Peru starts to collect official statistics on family violence
Accurately measuring the extent of a problem is a prerequisite for tackling it effectively. In 2013, Peru’s National Institute of Statistics and Information (Instituto Nacional de Estadísticas e Información, INEI) included for the first time questions on child abuse and partner violence in the annual household survey of Peru (Encuesta Demográfica y de Salud Familiar, ENDES).
Questions on witnessing and experiencing violence are addressed individually to each child in a family, recognising the importance of children’s perspectives. Peru is the first country in Latin America to include these questions in a national statistics-gathering exercise.
The INEI’s action followed publicity for the results of the baseline studies we commissioned in 2011, which were carried out by project partner GRADE. Since El Comercio newspaper reported on GRADE’s first data release, the issue of violence in the family has gone from being a subject of private discussion to a topic of public debate.
The INEI is among several institutions which have since reached out to GRADE for information on the tools and methods used in the baseline research. The information from ENDES will be available during the first quarter of 2014 and is expected to have a direct impact on public investment, particularly for violence reduction programmes by the Ministries of Education, Social Inclusion and Women and Vulnerable Populations.

--*--

** What you have to do **
Can you sum up the text on Peru's family violence statistics in two sentences?

--*--

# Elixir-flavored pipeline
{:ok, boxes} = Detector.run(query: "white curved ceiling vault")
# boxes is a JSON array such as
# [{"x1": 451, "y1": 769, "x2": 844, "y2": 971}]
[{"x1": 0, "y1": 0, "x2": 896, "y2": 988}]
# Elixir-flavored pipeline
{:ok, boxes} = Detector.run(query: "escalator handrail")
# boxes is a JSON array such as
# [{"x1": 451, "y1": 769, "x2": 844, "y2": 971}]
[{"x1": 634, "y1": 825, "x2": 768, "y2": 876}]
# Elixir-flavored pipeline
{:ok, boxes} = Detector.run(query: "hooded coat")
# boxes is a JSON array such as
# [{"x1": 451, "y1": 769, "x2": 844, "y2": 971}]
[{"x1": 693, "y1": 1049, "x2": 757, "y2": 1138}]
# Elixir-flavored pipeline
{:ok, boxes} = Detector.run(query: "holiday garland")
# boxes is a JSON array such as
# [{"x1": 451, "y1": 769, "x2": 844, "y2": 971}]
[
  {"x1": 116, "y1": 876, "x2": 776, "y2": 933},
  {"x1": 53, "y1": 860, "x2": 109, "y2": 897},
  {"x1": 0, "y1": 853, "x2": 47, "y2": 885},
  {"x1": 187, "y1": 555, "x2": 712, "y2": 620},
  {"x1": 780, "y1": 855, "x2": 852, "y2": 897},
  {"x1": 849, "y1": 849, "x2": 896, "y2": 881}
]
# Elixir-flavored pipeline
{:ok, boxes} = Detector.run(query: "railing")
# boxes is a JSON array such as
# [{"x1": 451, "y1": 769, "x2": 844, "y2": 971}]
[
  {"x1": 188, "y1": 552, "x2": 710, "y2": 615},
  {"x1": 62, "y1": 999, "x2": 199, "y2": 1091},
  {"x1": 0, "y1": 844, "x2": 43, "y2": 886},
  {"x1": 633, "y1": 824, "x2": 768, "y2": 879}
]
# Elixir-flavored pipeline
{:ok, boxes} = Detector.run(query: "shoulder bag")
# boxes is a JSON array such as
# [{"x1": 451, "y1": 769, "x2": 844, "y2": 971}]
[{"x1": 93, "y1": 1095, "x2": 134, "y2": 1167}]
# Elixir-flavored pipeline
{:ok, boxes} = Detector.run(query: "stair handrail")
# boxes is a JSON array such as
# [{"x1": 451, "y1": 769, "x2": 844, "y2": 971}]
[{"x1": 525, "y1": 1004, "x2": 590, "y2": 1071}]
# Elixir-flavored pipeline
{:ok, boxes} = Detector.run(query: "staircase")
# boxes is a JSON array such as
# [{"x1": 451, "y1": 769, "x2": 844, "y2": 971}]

--*--

** Expected output **
In 2013, Peru's National Institute of Statistics and Information (INEI) added questions on child abuse and partner violence to the country's annual household survey for the first time, addressing each child individually and making Peru the first Latin American country to include such questions in national statistics gathering. The move followed publicity for baseline studies carried out by GRADE, and the survey data, due in the first quarter of 2014, is expected to directly affect public investment, particularly in ministries' violence reduction programs.